Page excerpt:
============
A detailed characterization of soil properties was conducted to understand the subsurface water transport and tracer mixing in these Andosols at three locations along a steep hillslope in the upper Andean region (Mosquera et al. 2020). The soil moisture observations in the horizon showed a fast-responding (few hours) “rooted” layer to a depth of 15 cm, overlying a “perched” layer (52–61 cm depth) that remained near saturated year-round. Isotopic signatures revealed that water resides within this soil horizon for short periods, in both the rooted (two weeks) and the perched (four weeks) layer. The behaviour resembles that of a “layered sponge” in which vertical flowpaths are dominant. That is, on the one hand, a perched water layer forms that maintains high-moisture near-saturated conditions year-round due to the presence of a low conductivity layer below a layer with a higher conductivity. On the other hand, there is fast vertical transport of water due to the rapid transfer of hydraulic potentials along the entire soil profile, facilitating water mobilization through the porous soil matrix. Despite the dominance of vertical flowpaths, lateral flow likely develops during high-intensity rainstorm events above hydraulically restrictive layers (e.g. the perched layer) due to the steep hillslope.
============
Dataset excerpt:
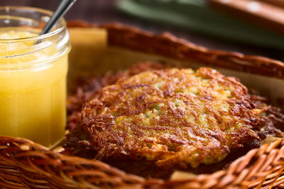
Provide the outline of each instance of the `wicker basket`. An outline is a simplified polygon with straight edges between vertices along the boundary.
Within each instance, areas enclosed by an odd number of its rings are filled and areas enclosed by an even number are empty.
============
Things to do:
1/ In the Andosol hillslope passage, how deep does the fast-responding rooted layer extend?
2/ Resume the Andosol hillslope passage, picking up after its final sentence.
The data has no connection to the Andosol hillslope passage.

Responses for each task:
1/ It extends to a depth of 15 cm.

2/
The large water storage capacity of these soils, which is often referred to as a “sponge-like” structure, may have a major impact on the observed hydrographs, which the model may still struggle to represent adequately. As shown in Fig. 4(a) (JTU3 catchment), the “EXP-based” parameterization overestimates virtually all peaks, while it underestimates the flow the rest of the time. The effects of this sponge-like behaviour vary with climate, especially the rainfall rate and the seasonality. As rainfall increases, and with lower seasonality, the impact of the sponge effect becomes negligible. This phenomenon can be clearly seen from the hydrographs in Fig. 5(a), in which the PIU1 catchment has uniformly distributed rainfall. In this case, the theoretical simulation and the observed hydrographs coincide very well.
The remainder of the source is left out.